Task description =>
Reproduce the data starting at the line that contains "The user would like to know where the wooden stool" and ending after the line that contains "[74,105,99,112]". Scale every bounding box coordinate by 0.9 and round it to a whole number, rounding halves up, but copy all other text on those lines unchanged.

————————

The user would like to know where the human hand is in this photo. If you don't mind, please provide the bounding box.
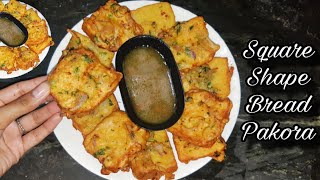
[0,76,62,177]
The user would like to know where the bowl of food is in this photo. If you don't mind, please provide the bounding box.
[116,35,184,130]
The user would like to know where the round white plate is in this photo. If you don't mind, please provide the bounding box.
[0,1,51,79]
[48,1,241,180]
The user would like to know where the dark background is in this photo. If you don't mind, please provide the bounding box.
[0,0,320,180]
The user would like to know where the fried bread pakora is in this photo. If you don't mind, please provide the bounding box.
[131,2,176,36]
[82,0,143,52]
[0,46,18,74]
[181,57,233,98]
[173,136,226,164]
[4,0,27,20]
[84,111,149,175]
[14,46,40,70]
[64,30,114,67]
[130,130,178,180]
[48,49,122,118]
[169,90,232,147]
[158,17,220,71]
[72,95,119,137]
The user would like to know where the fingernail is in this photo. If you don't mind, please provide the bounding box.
[32,82,50,98]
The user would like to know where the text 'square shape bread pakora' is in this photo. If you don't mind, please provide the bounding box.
[84,111,149,174]
[64,30,114,67]
[0,46,19,74]
[82,0,143,52]
[48,49,122,117]
[169,90,232,147]
[173,136,226,163]
[4,0,27,20]
[131,2,176,36]
[181,57,233,98]
[131,130,178,180]
[159,17,220,71]
[72,95,119,137]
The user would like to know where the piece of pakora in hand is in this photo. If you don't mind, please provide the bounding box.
[169,90,232,147]
[131,130,178,180]
[82,0,143,52]
[48,49,122,118]
[131,2,176,36]
[173,136,226,163]
[84,111,149,175]
[63,30,114,67]
[181,57,233,98]
[158,17,220,71]
[72,95,119,137]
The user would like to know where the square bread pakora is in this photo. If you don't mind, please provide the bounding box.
[82,0,143,52]
[84,111,149,175]
[130,130,178,180]
[48,49,122,118]
[173,136,226,163]
[64,30,114,67]
[181,57,233,98]
[72,95,119,137]
[131,2,176,36]
[168,90,232,147]
[158,17,220,71]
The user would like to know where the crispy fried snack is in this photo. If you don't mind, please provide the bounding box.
[82,0,143,51]
[181,57,233,98]
[0,46,19,74]
[48,49,122,118]
[169,90,232,147]
[130,130,178,180]
[173,136,226,163]
[131,2,176,36]
[72,95,119,137]
[4,0,27,20]
[159,17,220,71]
[14,46,40,70]
[64,30,114,67]
[84,111,149,175]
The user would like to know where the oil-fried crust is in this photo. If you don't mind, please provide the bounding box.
[72,95,119,137]
[131,2,176,36]
[130,130,178,180]
[82,0,143,52]
[181,57,233,98]
[83,111,149,175]
[169,90,232,147]
[48,49,122,118]
[158,17,220,71]
[173,136,226,163]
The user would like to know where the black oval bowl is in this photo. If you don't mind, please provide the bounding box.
[116,35,184,130]
[0,12,28,47]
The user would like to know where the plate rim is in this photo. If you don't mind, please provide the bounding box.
[47,0,241,179]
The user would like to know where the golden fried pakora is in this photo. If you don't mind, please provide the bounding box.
[131,2,176,36]
[130,130,178,180]
[82,0,143,52]
[181,57,233,98]
[169,90,232,147]
[83,111,149,175]
[4,0,27,20]
[0,46,19,74]
[48,49,122,118]
[158,17,220,71]
[173,136,226,163]
[72,95,119,137]
[64,30,114,67]
[14,46,40,70]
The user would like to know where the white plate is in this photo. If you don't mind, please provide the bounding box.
[0,1,51,79]
[48,1,240,180]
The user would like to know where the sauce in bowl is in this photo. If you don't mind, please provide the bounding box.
[116,35,184,130]
[123,47,175,124]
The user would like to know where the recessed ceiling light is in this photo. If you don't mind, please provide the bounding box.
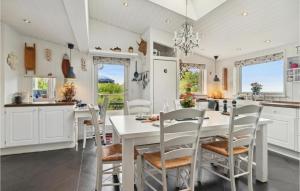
[165,19,171,24]
[241,11,249,17]
[23,19,31,24]
[123,1,128,7]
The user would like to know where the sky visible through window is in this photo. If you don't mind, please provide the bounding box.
[242,60,284,93]
[98,64,124,84]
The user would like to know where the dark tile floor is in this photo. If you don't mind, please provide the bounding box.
[1,141,299,191]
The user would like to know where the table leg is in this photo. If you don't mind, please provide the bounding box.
[74,117,79,151]
[122,139,134,191]
[255,124,268,182]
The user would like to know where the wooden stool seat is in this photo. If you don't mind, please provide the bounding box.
[83,119,103,126]
[202,141,248,156]
[102,144,138,161]
[144,152,192,169]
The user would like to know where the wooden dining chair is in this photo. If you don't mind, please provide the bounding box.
[143,109,205,191]
[199,105,262,191]
[89,106,137,191]
[82,96,109,148]
[126,99,152,115]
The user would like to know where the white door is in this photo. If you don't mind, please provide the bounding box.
[39,106,72,143]
[153,60,177,113]
[5,107,39,147]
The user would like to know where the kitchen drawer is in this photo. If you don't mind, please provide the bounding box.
[262,106,297,118]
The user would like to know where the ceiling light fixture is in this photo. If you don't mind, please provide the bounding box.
[23,19,31,24]
[123,0,128,7]
[174,0,199,56]
[214,56,220,82]
[165,19,171,24]
[241,11,249,17]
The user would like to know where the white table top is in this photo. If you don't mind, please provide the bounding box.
[110,111,271,138]
[74,105,99,112]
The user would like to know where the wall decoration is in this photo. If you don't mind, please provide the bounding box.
[95,46,102,50]
[61,54,71,78]
[45,48,52,62]
[81,58,87,72]
[24,43,36,74]
[128,46,133,53]
[137,39,147,56]
[6,52,18,70]
[110,47,122,52]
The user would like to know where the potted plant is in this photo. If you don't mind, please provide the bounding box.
[180,83,195,108]
[251,82,262,100]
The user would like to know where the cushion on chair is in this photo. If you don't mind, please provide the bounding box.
[202,141,248,156]
[83,120,103,126]
[144,152,192,169]
[102,144,137,161]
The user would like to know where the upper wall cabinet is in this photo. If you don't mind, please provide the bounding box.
[153,42,176,57]
[286,46,300,58]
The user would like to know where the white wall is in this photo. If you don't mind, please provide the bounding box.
[89,19,140,52]
[1,20,142,105]
[213,44,300,101]
[2,24,24,103]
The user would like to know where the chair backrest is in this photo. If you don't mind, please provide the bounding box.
[100,96,109,125]
[174,99,182,110]
[160,109,205,171]
[228,105,262,154]
[126,99,151,115]
[88,104,102,158]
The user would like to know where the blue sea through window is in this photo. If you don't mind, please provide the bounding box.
[241,60,284,93]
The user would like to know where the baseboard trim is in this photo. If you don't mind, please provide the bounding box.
[0,142,75,156]
[268,144,300,161]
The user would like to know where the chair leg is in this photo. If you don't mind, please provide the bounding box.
[95,159,103,191]
[229,156,236,191]
[82,125,87,148]
[248,149,253,191]
[176,168,180,190]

————————

Full solution =>
The user would like to know where the wooden stool seat is in this photo. If you don't mind, please provide the bounding box.
[75,107,93,113]
[182,127,223,140]
[92,130,124,145]
[130,137,173,152]
The user would like to know where the wooden dining chair is in this photo. If you don't mind, please provide the bounding box.
[129,98,185,172]
[179,95,236,172]
[80,95,123,172]
[74,86,98,133]
[113,89,137,104]
The user would like to know where the white door is in this photo. If you don't mind, please provide the bounding box.
[35,95,65,129]
[138,54,159,102]
[5,96,35,132]
The user would like to know where the kitchen drawer is in this photo. If you don't mind, please provide the bounding box.
[236,95,267,106]
The user would like to know where the ceiling light fixture is in this photo. If you don't mind, please provide the bounding box.
[21,17,28,22]
[111,0,115,6]
[157,0,179,50]
[193,50,198,74]
[149,17,154,22]
[217,10,224,15]
The user would like to know where the white table top is in this photo. If you don't mind, please provide the bounding box.
[99,100,244,124]
[67,95,89,101]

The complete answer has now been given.